**Task goal**
Set down all of the data exactly. Pictures stay out of the copy.
+ + + +
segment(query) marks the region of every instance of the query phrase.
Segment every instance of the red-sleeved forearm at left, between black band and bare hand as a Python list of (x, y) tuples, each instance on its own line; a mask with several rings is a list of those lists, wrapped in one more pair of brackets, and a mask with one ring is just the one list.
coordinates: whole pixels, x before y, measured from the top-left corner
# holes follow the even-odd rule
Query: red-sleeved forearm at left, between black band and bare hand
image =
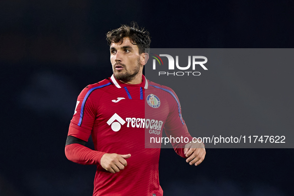
[(98, 165), (104, 154), (104, 152), (92, 150), (77, 143), (65, 146), (65, 155), (67, 159), (82, 165)]

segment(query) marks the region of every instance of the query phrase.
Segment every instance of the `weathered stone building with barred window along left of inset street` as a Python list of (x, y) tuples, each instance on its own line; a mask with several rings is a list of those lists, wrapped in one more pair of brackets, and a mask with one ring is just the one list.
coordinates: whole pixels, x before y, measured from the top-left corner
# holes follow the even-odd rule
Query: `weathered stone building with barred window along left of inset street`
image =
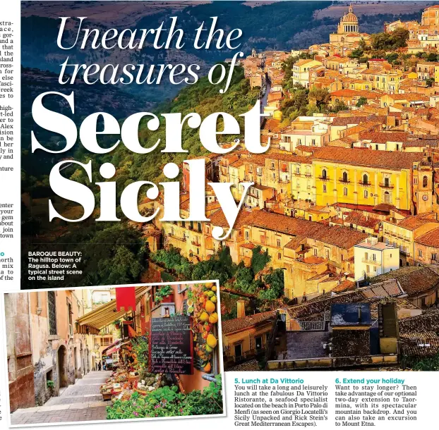
[(11, 412), (44, 405), (90, 371), (91, 351), (73, 321), (88, 290), (5, 295)]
+ + + +
**Answer box**
segment(query) marks the region of every instance of the query phrase.
Segment every instance of the red-sleeved forearm at left, between black band and bare hand as a Python list of (x, y) tuples, each instance on its own line; a mask with several rings is a list of those lists, wrapped in one more pair of brackets, and a mask with one ring is just the one list.
coordinates: whole pixels, x before y, measured from the top-left corner
# holes follow the even-odd rule
Query: red-sleeved forearm at left, between black band and bare hand
image =
[(98, 165), (104, 154), (104, 152), (92, 150), (77, 143), (65, 146), (65, 155), (67, 159), (82, 165)]

segment(query) marks the region of every instance of the query phrase.
Segment every instance of the `weathered stone building with barred window along left of inset street` as a Python list of (x, y) tuples, each instance on its own line; a mask with several rings is a list of those lists, wrapped in one more pair of brackets, and a mask with one ring is just the one list.
coordinates: whole pixels, x before y, measured from the top-left corner
# holes follow the even-odd rule
Query: `weathered stone building with barred window along left of inset street`
image =
[(11, 412), (44, 405), (90, 371), (91, 351), (73, 321), (88, 290), (5, 295)]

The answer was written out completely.